──────── DATA ROWS

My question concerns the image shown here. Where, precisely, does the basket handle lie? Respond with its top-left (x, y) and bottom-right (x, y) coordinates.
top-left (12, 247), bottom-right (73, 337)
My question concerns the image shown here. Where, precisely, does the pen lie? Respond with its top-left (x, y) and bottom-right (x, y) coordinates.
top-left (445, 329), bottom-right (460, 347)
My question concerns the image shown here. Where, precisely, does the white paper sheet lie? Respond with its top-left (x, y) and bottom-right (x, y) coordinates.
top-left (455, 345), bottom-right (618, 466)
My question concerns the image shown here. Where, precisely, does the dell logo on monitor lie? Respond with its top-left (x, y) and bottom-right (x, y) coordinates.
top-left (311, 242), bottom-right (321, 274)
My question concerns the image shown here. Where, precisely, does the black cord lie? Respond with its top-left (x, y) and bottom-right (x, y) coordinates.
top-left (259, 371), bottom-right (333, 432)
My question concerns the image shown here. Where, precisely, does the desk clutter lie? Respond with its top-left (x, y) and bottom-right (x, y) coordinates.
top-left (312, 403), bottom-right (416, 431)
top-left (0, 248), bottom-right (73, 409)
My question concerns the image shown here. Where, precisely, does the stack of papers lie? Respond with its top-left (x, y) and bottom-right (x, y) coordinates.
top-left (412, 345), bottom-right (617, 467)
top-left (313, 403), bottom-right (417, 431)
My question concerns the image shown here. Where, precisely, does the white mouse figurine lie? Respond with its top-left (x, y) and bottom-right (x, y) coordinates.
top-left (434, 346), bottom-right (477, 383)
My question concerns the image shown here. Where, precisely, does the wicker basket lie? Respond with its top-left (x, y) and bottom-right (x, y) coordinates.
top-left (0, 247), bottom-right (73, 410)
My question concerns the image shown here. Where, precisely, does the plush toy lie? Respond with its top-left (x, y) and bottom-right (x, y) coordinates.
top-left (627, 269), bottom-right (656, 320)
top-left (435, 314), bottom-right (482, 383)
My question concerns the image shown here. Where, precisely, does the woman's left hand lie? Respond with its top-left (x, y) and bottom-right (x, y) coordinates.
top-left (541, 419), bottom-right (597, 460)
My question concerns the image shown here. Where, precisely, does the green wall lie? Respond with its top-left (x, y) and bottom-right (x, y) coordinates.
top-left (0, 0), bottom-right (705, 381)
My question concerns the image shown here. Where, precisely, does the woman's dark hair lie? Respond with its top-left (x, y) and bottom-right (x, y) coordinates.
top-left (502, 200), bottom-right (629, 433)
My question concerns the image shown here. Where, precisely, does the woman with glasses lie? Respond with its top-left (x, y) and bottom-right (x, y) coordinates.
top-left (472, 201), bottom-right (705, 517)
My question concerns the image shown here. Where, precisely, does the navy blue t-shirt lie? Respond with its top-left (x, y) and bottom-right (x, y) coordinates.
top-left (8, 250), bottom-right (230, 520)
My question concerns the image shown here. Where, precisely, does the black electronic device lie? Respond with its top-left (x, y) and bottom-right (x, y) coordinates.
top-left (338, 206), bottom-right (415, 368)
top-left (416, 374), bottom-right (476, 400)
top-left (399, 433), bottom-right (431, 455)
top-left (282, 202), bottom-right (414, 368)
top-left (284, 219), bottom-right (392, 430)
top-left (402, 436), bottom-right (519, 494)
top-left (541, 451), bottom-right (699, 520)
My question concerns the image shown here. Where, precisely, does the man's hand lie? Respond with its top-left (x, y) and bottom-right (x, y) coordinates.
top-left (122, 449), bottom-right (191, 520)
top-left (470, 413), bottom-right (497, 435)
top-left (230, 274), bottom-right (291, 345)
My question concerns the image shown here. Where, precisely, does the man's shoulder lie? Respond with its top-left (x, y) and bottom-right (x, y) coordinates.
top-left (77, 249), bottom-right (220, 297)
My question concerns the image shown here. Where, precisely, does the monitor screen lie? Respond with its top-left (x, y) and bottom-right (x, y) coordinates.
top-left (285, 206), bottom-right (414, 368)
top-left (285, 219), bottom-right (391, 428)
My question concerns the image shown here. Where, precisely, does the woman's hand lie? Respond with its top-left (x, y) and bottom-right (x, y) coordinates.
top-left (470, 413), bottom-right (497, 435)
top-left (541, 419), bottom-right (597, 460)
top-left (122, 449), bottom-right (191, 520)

────────────────
──────── DATA ROWS

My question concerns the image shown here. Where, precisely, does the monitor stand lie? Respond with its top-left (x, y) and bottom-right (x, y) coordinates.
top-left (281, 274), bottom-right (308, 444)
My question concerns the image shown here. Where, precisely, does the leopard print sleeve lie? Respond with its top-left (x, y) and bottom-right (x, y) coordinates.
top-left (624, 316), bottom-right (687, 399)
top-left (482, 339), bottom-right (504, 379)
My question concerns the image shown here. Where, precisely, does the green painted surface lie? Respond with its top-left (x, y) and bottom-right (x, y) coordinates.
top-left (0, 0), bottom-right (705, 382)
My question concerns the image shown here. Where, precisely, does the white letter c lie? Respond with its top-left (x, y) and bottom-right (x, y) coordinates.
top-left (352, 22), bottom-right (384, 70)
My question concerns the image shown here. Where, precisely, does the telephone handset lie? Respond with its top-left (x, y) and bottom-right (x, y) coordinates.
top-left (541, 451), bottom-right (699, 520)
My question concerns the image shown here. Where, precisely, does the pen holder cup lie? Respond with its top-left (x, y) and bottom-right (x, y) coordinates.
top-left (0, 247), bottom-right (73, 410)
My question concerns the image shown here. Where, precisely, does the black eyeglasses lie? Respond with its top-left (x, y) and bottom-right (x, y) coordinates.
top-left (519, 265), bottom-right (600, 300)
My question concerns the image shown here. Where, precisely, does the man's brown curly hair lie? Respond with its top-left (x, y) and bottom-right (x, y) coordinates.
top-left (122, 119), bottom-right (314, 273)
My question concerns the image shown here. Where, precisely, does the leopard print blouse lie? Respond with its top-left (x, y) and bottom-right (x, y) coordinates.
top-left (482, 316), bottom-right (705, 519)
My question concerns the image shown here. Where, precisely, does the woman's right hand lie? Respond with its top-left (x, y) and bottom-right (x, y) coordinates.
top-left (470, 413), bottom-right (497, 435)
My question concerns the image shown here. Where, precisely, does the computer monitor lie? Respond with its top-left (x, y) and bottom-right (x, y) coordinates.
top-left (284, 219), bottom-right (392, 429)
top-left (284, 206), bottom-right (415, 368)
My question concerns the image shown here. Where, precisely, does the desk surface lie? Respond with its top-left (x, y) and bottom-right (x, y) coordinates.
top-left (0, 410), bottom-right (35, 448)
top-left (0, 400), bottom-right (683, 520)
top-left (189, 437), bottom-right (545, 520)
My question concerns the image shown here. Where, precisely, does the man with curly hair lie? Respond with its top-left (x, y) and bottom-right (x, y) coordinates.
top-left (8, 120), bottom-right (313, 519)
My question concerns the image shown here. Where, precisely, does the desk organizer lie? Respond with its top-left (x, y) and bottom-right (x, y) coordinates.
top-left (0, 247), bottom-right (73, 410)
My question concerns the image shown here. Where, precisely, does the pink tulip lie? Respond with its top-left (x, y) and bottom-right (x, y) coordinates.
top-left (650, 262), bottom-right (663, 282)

────────────────

> _WHAT THE TASK ASKS_:
Report every line from the lines above that contains the word "monitor", matching case exactly.

> _RESULT OF THIS EXERCISE_:
My question concerns the image shown here. Where, precisely, does the dell logo on monitor lie? Respond with its top-left (x, y) and bottom-right (x, y) coordinates.
My question concerns the image shown here. Where, precisely, does the monitor screen lie? Respond with its top-left (x, y) and bottom-right (x, y) coordinates.
My question concerns the image shown here. Where, precisely, does the monitor stand lie? Respond with its top-left (x, y) and bottom-right (x, y) coordinates.
My question concerns the image shown here. Where, precisely, does the computer monitor lie? Respond with its top-left (x, y) and bottom-right (x, y) coordinates.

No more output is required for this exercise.